■ Metin bölümü
======

Abbas Güçlü, köşe yazısında SAÜ'yü övdü

Milliyet Gazetesi'nin deneyimli yazarı ve Kanal D'de ekrana gelen Genç Bakış programının sunucusu Abbas Güçlü, bu haftaki köşe yazısında Sakarya Üniversitesi'nden övgüyle bahsetti.

"Üniversite sıralamaları kopan fırtınalar..." adlı yazısında, Güçlü şu ifadeyi kullandı:

"Sakarya Üniversitesi. Avrupa Kalite Ödülü’ne aday olan üniversitelerimizden biri. Kampüsüyle, öğretim kadrosu ve araştırmalarıyla fazlasıyla dikkat çeken bir üniversite, ancak 50 binin üzerindeki öğrenci sayısı nedeniyle hiç hak etmediği bir sırada yer alıyor. Tıpkı üç beş bin öğrencisi ve devasa bütçesiyle ön sıralarda yer alan üniversiteler gibi..."

İşte Abbas Güçlü'nün o yazısı:


Üniversite tercihleri başlamak üzere. Bu yüzden üniversite tanıtımlarından geçilmiyor. Ve hemen hemen hepsi de en iyisi biziz diyor.
Peki, doğru olan ne?
Kim kime göre daha iyi?
Daha da önemlisi, hangi kritere göre en iyisi onlar?
Ve peş peşe açıklanan üniversite reyting sıralamalarından doğru olan hangisi?
Her sıralamaya olduğu gibi, üniversitelerin başarı sıralamasına da eleştiriler var.

======

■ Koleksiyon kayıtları

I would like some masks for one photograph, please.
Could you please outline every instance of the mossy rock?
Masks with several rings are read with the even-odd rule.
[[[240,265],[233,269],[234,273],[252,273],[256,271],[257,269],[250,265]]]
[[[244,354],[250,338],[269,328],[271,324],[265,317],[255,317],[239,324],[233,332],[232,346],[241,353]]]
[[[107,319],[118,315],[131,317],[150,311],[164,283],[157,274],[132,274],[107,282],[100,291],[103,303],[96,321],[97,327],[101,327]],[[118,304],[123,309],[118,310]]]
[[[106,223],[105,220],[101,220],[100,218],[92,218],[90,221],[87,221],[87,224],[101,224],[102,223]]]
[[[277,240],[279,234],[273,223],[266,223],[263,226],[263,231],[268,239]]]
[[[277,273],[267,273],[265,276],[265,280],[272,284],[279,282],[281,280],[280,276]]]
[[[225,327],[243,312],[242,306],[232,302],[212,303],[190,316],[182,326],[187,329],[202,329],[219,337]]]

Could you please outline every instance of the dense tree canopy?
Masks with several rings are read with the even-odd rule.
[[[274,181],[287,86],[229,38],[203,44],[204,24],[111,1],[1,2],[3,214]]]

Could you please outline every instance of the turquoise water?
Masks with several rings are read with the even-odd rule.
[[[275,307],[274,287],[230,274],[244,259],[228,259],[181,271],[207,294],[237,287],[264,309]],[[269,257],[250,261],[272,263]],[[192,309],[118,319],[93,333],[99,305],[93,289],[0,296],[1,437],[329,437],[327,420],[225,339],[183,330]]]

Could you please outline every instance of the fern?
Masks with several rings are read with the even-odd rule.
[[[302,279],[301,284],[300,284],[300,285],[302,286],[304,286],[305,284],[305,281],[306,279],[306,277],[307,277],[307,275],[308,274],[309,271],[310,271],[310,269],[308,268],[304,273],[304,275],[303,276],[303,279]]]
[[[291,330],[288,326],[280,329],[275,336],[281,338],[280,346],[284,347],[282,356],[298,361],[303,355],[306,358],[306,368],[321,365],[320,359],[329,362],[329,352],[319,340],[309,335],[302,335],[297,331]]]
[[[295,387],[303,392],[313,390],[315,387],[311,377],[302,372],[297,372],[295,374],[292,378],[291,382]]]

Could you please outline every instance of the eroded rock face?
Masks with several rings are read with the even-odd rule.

======

Sakarya Üniversitesi haberine göre bu üniversitenin aday olduğu ödülün adını yazın.

Avrupa Kalite Ödülü